Stored items:

● ● ● ● ● ● ●

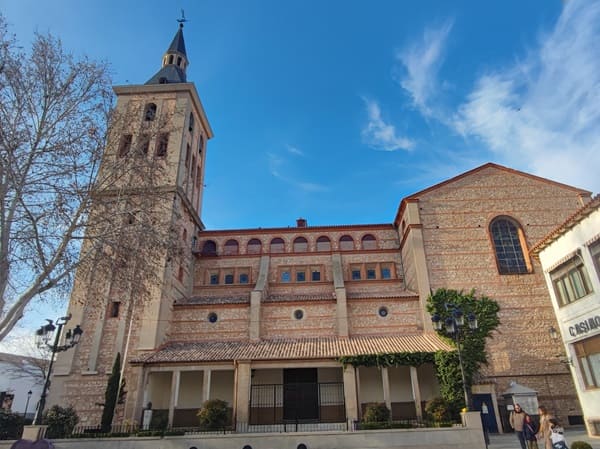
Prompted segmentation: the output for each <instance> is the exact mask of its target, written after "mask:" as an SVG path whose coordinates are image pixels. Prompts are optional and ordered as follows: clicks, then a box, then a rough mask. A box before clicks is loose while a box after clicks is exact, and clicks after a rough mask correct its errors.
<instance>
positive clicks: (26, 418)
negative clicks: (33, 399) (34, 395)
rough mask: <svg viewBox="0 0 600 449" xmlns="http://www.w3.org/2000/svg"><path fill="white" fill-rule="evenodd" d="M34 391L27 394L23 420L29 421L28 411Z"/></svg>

● ● ● ● ● ● ●

# WHAT YOU NEED TO DO
Copy the data above word for word, leaving out the picture.

# RESULT
Prompted segmentation: the output for each <instance> is the exact mask of its target, written after "mask:" as an SVG path whose coordinates are image pixels. Prompts are optional and ordered as follows: clicks, then a box, then a rough mask. A box before clicks is loose while a box after clicks is exact, and clicks after a rough mask correct its errors.
<instance>
positive clicks: (26, 418)
negative clicks: (33, 399) (34, 395)
rough mask: <svg viewBox="0 0 600 449" xmlns="http://www.w3.org/2000/svg"><path fill="white" fill-rule="evenodd" d="M34 391L27 394L23 420L29 421L28 411Z"/></svg>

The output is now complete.